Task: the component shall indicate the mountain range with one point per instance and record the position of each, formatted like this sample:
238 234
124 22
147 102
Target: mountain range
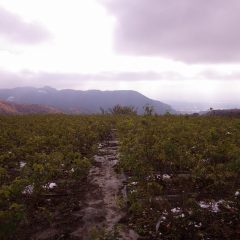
14 108
77 101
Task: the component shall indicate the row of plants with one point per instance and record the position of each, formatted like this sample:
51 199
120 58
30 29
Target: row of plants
44 161
183 176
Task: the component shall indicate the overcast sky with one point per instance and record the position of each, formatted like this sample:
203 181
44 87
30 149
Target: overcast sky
185 50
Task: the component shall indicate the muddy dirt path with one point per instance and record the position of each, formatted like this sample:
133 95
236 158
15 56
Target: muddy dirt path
101 212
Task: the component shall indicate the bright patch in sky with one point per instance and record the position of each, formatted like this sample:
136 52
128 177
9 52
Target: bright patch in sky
72 44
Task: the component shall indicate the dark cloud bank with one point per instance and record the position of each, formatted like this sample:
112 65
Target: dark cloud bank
15 29
63 80
193 31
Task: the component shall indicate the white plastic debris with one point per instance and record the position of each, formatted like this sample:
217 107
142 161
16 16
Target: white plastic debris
28 190
133 183
213 206
166 176
22 164
52 185
198 225
160 220
176 210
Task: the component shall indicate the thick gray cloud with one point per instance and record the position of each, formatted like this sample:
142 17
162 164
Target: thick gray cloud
187 30
71 80
15 29
63 80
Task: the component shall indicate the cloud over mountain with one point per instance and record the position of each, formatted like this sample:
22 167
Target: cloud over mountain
13 28
187 30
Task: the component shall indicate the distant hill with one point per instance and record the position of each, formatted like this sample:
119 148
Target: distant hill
76 101
10 108
225 112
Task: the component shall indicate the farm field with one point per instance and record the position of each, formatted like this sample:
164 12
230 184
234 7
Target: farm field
181 174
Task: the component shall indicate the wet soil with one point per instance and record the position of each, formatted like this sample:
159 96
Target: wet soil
100 207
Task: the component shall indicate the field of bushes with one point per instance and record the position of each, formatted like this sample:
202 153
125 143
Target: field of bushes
183 176
183 172
44 161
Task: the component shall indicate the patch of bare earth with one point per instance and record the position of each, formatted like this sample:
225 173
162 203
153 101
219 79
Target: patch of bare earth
102 212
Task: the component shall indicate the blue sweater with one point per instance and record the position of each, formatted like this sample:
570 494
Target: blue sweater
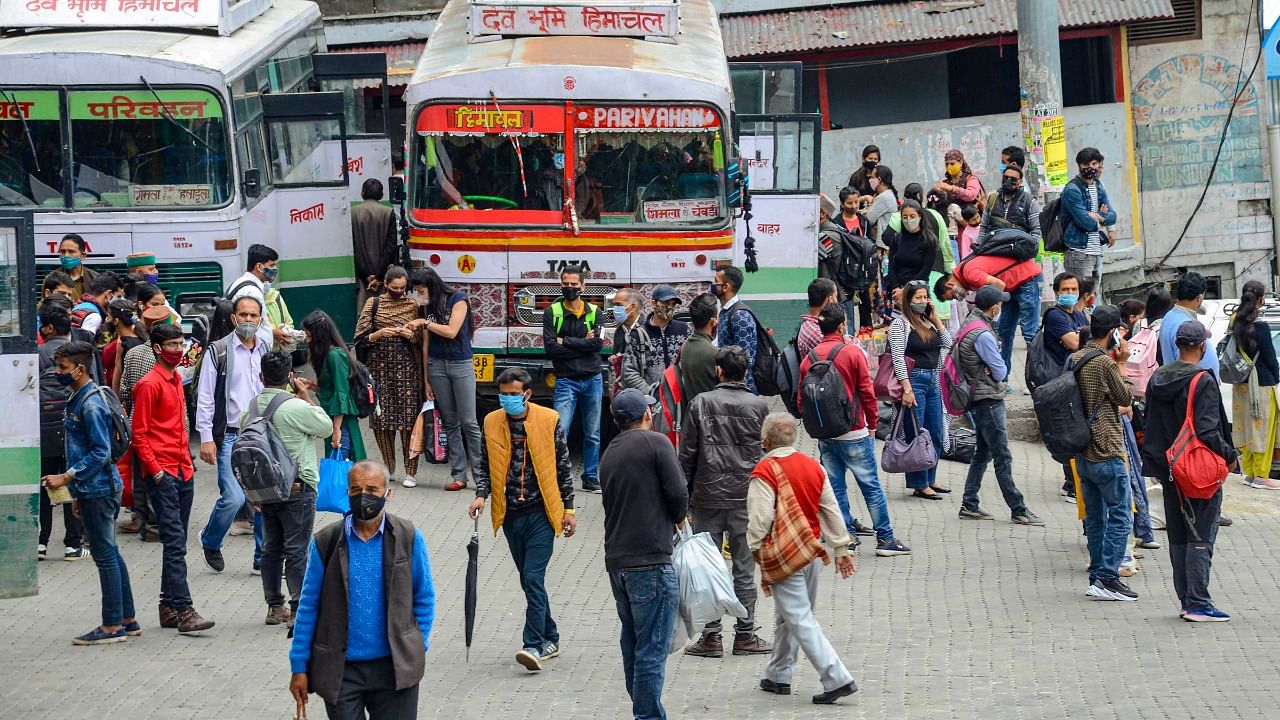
366 601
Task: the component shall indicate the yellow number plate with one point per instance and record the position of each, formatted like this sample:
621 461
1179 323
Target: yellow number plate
484 368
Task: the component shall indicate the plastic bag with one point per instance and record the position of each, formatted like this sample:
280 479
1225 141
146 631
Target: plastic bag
705 584
332 488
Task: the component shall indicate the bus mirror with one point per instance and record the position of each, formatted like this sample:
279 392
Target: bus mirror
252 182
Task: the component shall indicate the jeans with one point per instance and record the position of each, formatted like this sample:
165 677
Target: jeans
988 420
586 392
1107 514
928 414
170 499
287 528
1191 557
856 456
99 515
648 600
530 538
1022 309
731 523
455 386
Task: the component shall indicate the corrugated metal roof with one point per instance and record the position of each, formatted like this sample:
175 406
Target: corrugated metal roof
854 26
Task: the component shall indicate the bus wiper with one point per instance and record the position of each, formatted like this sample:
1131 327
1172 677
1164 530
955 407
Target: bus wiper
13 100
169 117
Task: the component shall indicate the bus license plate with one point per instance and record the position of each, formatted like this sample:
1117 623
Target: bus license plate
484 368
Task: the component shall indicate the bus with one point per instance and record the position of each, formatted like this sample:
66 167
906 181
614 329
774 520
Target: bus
571 133
188 131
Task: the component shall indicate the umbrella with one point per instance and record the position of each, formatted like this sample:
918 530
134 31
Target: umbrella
469 604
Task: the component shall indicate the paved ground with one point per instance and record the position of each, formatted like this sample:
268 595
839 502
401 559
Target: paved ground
984 620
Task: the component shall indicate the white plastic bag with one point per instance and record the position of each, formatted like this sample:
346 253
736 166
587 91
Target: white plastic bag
705 584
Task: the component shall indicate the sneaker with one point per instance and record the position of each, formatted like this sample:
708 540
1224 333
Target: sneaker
887 548
530 657
974 514
97 637
1028 518
1206 615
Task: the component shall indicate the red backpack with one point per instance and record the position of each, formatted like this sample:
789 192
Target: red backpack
1197 470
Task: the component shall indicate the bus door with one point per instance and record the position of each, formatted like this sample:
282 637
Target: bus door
306 153
361 78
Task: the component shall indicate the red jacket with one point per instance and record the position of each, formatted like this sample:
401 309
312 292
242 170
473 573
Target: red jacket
159 424
851 365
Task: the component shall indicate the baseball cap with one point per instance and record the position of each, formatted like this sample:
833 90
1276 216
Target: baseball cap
629 406
988 296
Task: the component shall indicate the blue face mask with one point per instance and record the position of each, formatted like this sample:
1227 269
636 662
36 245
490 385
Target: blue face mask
512 404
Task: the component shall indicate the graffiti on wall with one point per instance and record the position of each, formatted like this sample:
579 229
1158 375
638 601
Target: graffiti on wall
1178 113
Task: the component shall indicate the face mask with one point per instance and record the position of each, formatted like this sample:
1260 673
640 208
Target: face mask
366 506
512 404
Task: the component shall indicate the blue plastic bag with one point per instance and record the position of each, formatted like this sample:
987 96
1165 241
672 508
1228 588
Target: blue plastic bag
332 488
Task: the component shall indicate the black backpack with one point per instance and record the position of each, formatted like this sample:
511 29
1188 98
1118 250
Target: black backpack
828 411
1060 413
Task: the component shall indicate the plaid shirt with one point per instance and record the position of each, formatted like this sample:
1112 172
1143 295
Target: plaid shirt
1104 390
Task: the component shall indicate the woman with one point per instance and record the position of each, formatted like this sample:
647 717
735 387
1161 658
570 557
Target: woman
451 373
919 336
914 251
1253 405
330 359
396 367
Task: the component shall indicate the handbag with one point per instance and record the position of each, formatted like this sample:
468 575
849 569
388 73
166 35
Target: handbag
910 447
332 487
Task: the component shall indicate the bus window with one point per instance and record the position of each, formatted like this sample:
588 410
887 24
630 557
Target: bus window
31 155
133 147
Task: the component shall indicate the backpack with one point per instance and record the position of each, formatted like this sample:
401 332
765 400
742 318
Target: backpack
827 410
1198 472
956 388
259 459
1060 413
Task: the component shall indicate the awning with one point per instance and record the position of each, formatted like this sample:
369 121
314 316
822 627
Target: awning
919 21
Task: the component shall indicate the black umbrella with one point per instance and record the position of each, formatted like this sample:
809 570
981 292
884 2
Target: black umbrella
469 602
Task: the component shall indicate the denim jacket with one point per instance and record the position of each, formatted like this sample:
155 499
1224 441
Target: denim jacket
1075 209
88 445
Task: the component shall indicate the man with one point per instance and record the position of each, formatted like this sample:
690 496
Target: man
644 497
1192 523
55 328
666 333
287 525
229 379
984 368
159 419
366 609
1188 296
854 451
698 355
373 233
572 343
525 452
95 484
795 597
717 459
1104 474
1086 213
736 322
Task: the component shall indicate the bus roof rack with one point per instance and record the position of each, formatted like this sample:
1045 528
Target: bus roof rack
649 19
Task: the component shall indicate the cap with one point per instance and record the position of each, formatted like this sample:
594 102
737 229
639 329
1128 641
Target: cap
988 296
1191 333
629 406
664 292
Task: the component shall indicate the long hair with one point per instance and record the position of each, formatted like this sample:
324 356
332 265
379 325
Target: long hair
1246 314
324 337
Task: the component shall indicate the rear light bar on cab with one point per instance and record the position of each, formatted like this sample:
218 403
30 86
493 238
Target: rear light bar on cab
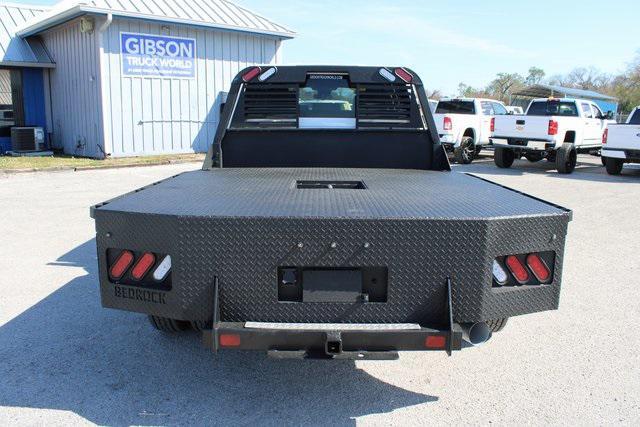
535 268
251 74
403 74
447 124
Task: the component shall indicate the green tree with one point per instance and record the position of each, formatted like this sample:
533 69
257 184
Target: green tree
504 85
535 76
466 91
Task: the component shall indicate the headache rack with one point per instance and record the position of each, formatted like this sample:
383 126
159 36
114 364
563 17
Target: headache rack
385 105
378 105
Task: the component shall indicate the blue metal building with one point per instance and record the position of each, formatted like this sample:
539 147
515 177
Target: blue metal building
24 67
133 77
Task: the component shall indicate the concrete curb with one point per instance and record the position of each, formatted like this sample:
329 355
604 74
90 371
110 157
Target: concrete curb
88 168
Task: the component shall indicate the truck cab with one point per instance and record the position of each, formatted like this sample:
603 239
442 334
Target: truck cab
326 222
621 143
465 125
553 129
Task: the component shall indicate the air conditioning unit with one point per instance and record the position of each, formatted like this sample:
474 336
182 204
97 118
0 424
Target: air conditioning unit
27 139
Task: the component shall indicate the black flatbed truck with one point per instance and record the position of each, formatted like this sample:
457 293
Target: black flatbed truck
326 223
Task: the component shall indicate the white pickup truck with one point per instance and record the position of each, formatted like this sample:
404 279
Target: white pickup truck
622 143
465 125
555 129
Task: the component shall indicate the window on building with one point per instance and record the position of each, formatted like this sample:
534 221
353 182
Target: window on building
586 109
7 118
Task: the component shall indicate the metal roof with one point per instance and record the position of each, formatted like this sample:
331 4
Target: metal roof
16 51
221 14
545 91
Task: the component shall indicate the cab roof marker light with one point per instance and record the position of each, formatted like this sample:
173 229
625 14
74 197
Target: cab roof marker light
403 74
143 265
267 74
251 74
162 270
387 74
499 273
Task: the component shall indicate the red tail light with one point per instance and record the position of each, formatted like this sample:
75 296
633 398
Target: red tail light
251 74
403 74
518 270
538 267
435 341
143 265
121 265
229 340
447 124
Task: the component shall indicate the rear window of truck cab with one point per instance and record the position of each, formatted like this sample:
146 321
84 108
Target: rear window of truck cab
553 108
327 100
456 107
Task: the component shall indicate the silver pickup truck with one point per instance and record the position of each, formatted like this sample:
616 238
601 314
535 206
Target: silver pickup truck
552 129
622 143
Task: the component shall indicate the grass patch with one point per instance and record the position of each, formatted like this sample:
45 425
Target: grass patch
8 163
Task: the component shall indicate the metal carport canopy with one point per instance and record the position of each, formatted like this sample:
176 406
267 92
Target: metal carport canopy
546 91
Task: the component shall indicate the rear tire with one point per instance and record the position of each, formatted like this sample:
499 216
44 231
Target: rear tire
534 157
497 325
199 325
614 166
466 152
165 324
566 159
503 157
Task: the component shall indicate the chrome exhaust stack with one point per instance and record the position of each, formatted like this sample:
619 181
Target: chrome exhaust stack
476 333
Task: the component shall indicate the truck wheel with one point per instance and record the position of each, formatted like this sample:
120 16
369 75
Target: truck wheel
566 159
497 325
533 157
614 166
503 157
199 325
165 324
466 152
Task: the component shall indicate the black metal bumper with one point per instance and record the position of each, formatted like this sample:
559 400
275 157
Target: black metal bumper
329 343
332 344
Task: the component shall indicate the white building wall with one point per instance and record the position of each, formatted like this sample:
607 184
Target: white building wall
148 115
76 112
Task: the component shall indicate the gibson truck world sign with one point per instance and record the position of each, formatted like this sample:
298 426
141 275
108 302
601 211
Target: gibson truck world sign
145 55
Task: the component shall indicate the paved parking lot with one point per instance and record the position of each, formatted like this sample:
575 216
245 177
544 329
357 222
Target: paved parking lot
64 359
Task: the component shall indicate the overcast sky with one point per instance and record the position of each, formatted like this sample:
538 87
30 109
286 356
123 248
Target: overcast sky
462 41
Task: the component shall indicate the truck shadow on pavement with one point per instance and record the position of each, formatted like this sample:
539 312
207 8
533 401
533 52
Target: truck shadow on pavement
585 170
110 367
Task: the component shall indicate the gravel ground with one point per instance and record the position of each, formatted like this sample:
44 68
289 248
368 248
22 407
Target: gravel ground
64 359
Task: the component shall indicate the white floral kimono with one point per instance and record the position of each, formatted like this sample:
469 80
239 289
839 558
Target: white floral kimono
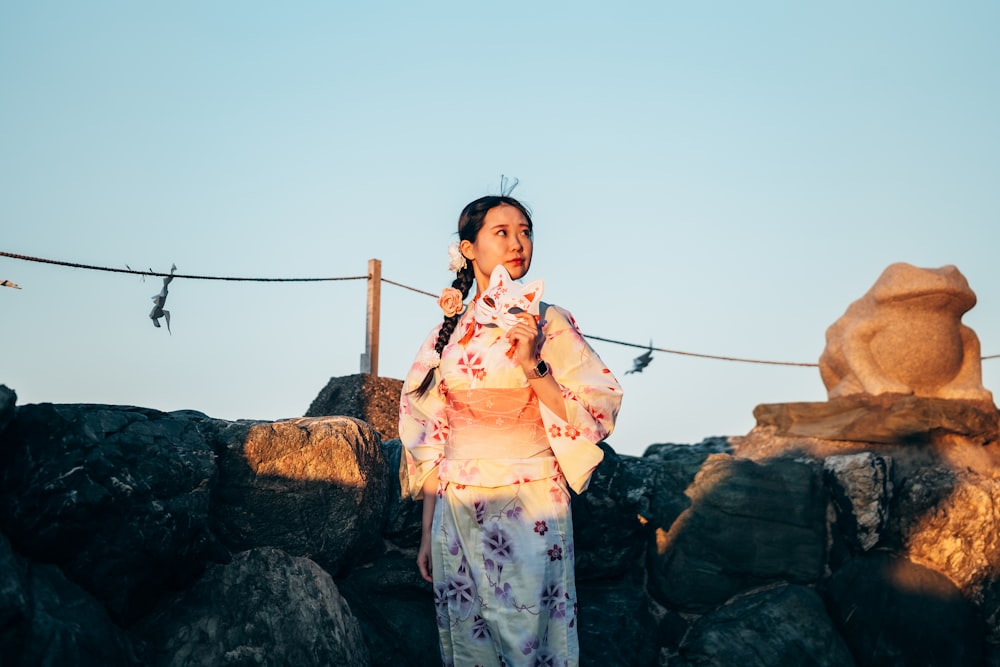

####################

Reproduce word for word the lines of the listing starting at the line that contains "Task: the component shall indicate the truck shadow" and ending with the last line of the listing, both included. Leave the pictures out.

Task: the component shall indicate the truck shadow on pavement with one point per instance and record the position of each, formatted like this sample:
539 312
207 8
533 401
533 52
Target: truck shadow on pavement
585 170
110 367
Task: the component shall indicate the gravel ground with one point per instance and record the position of each, formatted like this sample:
44 68
289 248
368 248
22 407
Target: gravel ground
64 359
Task: the component shall indicate the white floral kimono with one point per instance and record the position of each, formatted like this sample:
469 80
239 289
839 558
Target: white floral kimono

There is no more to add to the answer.